# [About this task]
Give back exactly the lines spanning from the one containing "Target: green shrub" to the final line of the records below, and no others.

# [Data records]
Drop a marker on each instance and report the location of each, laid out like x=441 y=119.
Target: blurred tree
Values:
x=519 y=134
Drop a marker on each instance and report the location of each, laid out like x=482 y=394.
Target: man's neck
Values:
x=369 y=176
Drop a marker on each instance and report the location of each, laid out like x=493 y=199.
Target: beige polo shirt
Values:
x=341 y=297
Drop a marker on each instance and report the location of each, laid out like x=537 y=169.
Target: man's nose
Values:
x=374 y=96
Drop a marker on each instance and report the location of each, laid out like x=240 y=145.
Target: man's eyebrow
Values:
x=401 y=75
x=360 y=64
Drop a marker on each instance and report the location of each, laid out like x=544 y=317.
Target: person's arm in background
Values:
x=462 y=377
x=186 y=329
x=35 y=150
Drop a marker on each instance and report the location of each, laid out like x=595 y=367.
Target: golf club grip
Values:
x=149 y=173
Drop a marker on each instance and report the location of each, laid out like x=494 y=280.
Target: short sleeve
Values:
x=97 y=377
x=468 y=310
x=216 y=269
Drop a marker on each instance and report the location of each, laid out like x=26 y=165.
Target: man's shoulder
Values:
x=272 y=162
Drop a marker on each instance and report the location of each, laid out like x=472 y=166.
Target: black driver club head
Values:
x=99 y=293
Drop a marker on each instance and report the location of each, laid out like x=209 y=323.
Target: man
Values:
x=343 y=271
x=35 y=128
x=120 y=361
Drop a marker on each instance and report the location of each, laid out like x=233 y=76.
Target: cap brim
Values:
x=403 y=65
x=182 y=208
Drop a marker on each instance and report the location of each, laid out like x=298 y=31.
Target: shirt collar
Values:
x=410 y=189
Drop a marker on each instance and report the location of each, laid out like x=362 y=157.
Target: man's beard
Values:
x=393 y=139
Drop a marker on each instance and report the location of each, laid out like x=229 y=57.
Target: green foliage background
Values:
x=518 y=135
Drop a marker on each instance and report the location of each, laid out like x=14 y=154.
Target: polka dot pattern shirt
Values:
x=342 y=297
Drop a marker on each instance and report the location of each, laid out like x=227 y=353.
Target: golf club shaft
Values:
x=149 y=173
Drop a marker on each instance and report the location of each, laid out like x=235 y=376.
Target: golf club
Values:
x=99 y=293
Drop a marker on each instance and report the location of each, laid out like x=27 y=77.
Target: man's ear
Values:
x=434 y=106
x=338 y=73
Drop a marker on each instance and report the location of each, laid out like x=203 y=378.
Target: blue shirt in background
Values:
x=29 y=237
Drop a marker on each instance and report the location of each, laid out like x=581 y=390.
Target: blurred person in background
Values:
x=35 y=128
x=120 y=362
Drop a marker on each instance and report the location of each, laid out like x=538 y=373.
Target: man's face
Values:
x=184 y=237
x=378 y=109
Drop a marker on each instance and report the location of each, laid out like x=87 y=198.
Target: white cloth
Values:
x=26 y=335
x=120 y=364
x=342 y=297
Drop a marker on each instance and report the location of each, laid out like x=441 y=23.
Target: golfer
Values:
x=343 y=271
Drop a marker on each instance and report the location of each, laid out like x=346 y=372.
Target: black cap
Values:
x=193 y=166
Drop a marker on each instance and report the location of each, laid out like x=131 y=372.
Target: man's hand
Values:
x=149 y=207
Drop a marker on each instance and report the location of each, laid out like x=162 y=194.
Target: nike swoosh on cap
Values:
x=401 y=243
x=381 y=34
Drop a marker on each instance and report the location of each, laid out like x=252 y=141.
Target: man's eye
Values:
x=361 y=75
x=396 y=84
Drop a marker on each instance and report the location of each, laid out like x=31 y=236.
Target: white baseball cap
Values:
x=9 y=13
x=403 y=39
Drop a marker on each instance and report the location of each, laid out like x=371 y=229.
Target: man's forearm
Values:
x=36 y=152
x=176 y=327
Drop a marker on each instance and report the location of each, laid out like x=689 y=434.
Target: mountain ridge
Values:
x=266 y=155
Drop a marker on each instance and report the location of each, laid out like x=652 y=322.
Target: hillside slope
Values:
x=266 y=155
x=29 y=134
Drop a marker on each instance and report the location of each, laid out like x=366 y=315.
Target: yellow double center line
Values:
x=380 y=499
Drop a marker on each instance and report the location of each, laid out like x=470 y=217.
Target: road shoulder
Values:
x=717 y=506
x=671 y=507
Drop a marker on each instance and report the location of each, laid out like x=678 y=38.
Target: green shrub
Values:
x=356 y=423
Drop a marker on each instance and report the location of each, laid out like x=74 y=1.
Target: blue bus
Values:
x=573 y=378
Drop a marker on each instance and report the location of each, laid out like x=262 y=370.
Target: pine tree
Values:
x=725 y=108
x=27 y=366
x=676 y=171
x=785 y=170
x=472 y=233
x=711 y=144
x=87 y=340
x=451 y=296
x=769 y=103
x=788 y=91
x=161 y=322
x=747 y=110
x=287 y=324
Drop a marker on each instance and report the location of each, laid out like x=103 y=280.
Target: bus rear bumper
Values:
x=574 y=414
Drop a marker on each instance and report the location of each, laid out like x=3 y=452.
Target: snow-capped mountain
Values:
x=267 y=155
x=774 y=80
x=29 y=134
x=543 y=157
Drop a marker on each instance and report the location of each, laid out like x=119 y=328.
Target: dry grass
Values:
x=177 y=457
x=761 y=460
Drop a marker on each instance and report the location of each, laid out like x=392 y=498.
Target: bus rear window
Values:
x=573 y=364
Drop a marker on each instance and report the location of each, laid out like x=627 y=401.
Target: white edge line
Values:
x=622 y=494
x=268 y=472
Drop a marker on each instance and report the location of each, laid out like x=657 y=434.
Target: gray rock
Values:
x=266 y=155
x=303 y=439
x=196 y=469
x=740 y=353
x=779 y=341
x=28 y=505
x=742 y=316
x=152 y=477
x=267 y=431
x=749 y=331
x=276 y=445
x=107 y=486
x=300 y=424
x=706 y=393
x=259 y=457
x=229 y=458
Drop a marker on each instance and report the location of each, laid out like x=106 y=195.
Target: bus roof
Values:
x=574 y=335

# [Output below]
Target: green shrub
Values:
x=356 y=423
Drop a marker on each instance and report the location of each, laid out like x=74 y=1.
Target: blue bus
Values:
x=573 y=378
Drop a marker on each instance and report the location of each, laid out like x=262 y=370.
Target: pine tree
Values:
x=725 y=108
x=27 y=366
x=676 y=171
x=785 y=170
x=472 y=233
x=711 y=144
x=87 y=340
x=451 y=296
x=769 y=103
x=788 y=91
x=161 y=322
x=747 y=110
x=287 y=324
Drop a marker on each instance and report the location of each, laid out like x=103 y=280.
Target: bus rear bumper
Values:
x=574 y=414
Drop a marker on each instance and report the location of each, laid out like x=3 y=452.
Target: snow-capped mountain
Values:
x=267 y=155
x=774 y=80
x=29 y=134
x=543 y=157
Drop a marker on each instance and report the location of each, laid out like x=119 y=328.
Target: dry grass
Values:
x=177 y=457
x=761 y=460
Drop a marker on each instance and report the location of each, laid out like x=392 y=498.
Target: bus rear window
Values:
x=573 y=364
Drop a marker on each instance and report the location of each, laid out like x=627 y=401.
Target: white edge line
Values:
x=622 y=494
x=268 y=472
Drop a marker on each instance and report the location of each, laid out like x=657 y=434.
Target: gray rock
Values:
x=266 y=155
x=303 y=439
x=196 y=469
x=740 y=353
x=779 y=341
x=28 y=505
x=742 y=316
x=152 y=477
x=267 y=431
x=749 y=331
x=276 y=445
x=107 y=486
x=300 y=424
x=706 y=393
x=259 y=457
x=229 y=458
Drop a marker on each instance and report the location of each, laid out like x=106 y=195.
Target: bus roof
Values:
x=574 y=335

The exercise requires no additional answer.